*GIVEN RECORDS*
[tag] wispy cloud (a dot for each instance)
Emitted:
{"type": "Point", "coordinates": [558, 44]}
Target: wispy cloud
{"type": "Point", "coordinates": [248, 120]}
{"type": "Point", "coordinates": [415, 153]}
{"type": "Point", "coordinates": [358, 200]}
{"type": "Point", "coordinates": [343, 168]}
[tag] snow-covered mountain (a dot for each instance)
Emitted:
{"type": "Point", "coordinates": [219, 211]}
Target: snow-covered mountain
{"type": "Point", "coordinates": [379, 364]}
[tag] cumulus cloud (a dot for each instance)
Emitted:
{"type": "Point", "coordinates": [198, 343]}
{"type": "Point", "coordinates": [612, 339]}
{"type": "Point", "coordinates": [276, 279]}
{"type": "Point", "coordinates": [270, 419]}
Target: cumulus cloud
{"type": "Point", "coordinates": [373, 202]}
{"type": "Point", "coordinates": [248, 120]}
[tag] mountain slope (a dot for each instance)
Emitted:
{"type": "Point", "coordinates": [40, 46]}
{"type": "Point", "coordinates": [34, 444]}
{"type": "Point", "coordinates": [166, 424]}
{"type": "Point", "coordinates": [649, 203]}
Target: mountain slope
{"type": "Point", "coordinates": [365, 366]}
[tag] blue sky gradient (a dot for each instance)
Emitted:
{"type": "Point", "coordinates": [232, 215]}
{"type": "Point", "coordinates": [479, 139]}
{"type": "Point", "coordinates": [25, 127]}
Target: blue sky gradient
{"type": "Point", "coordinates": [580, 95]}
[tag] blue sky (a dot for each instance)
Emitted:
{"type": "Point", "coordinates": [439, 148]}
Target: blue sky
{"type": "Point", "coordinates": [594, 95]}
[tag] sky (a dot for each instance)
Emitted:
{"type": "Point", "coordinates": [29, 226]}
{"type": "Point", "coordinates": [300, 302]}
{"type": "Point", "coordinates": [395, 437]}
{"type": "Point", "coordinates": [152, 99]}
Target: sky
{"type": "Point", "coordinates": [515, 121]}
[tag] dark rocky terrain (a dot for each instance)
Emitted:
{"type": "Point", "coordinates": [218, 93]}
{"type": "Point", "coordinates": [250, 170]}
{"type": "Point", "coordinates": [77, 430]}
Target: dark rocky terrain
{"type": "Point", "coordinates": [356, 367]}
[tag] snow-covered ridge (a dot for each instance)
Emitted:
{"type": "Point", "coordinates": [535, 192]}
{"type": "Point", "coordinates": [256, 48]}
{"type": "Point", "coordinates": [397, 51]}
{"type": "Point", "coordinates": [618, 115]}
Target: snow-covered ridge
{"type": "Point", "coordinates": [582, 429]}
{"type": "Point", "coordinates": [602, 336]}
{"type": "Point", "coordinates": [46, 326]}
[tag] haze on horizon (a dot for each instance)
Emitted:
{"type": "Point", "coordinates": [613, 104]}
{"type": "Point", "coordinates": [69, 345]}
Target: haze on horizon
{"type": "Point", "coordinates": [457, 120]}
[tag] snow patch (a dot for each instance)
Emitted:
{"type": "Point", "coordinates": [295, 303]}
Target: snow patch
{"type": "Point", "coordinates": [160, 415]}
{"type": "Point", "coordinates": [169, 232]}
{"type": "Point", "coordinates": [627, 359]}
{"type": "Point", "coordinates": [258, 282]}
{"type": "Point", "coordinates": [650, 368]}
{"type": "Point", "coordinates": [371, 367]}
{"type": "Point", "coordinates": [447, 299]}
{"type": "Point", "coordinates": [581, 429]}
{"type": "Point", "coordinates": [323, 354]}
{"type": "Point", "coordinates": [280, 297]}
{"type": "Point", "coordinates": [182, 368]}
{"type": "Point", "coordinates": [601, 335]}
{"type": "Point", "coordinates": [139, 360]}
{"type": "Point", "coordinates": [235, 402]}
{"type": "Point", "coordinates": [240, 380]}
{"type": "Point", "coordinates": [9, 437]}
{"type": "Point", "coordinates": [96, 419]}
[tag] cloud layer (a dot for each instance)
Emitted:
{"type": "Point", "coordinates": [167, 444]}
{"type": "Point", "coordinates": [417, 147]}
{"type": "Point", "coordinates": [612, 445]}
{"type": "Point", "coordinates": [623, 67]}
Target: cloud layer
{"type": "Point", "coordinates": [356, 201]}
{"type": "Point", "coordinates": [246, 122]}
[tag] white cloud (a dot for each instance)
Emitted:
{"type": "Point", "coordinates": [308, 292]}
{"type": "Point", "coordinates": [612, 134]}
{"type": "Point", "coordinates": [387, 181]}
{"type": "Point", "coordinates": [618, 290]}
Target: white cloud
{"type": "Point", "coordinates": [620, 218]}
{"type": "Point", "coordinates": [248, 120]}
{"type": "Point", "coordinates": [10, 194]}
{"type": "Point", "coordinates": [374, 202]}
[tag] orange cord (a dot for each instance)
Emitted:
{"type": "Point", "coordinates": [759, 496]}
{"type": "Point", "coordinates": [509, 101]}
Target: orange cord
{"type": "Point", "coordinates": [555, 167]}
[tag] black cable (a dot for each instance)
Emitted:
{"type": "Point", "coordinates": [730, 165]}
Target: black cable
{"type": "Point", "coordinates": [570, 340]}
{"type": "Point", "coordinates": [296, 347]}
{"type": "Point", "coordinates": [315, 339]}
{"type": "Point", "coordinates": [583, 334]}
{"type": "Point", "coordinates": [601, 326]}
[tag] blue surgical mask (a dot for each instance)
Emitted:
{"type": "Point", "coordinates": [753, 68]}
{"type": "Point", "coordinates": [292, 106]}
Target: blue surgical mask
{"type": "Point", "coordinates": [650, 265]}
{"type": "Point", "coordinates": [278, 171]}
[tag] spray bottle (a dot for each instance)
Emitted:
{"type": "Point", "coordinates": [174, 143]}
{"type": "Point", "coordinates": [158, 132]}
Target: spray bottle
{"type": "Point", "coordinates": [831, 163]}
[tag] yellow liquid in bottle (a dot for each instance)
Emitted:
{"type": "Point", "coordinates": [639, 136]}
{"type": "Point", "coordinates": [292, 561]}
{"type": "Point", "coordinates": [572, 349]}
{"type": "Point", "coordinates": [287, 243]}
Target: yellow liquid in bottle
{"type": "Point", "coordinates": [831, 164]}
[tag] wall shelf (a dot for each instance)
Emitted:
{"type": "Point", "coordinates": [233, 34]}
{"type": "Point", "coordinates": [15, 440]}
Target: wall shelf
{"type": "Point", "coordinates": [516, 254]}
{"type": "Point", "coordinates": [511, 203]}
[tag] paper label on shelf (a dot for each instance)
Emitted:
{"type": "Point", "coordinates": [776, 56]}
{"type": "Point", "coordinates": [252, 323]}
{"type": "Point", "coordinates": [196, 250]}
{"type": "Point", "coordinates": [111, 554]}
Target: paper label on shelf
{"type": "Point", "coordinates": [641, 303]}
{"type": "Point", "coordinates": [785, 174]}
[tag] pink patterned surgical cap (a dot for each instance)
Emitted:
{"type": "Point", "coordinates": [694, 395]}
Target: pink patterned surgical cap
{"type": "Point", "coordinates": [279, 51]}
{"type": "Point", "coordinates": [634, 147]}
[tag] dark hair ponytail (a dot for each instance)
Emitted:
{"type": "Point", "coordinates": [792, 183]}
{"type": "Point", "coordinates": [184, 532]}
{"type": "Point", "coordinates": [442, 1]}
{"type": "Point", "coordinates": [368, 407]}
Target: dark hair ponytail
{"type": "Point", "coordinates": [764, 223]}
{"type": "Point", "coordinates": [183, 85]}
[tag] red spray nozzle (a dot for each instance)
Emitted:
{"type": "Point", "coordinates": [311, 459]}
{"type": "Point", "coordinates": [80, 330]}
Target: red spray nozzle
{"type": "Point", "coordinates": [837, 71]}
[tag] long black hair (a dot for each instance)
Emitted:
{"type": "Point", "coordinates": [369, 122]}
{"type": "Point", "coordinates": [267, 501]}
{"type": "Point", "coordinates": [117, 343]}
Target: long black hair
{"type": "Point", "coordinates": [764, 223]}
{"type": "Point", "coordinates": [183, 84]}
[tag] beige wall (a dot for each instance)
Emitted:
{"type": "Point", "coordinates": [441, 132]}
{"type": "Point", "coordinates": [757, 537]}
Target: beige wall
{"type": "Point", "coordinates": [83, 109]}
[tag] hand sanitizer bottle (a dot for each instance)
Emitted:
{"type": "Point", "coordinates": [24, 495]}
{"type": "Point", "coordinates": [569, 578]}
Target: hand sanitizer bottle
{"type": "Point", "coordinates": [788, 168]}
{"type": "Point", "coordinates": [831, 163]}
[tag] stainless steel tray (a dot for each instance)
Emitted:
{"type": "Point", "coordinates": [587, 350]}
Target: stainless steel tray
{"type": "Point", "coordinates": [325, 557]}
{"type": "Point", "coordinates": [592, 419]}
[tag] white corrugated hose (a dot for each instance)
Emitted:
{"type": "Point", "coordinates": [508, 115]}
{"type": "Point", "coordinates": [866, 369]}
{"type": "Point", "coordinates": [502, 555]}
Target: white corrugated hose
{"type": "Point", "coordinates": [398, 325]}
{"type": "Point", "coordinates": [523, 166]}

*TO DO*
Please copy the data again, beginning at the line that has "[tag] stainless steel" and stopping after the last line of the data, with "Emitted" swapped for "Predicted" and nothing else changed.

*WRITTEN ANSWER*
[tag] stainless steel tray (a dot for each instance)
Predicted:
{"type": "Point", "coordinates": [587, 350]}
Target: stainless steel tray
{"type": "Point", "coordinates": [325, 557]}
{"type": "Point", "coordinates": [592, 419]}
[tag] white corrugated hose (a dot for each instance)
Predicted:
{"type": "Point", "coordinates": [508, 115]}
{"type": "Point", "coordinates": [866, 369]}
{"type": "Point", "coordinates": [502, 555]}
Target: white corrugated hose
{"type": "Point", "coordinates": [398, 325]}
{"type": "Point", "coordinates": [523, 166]}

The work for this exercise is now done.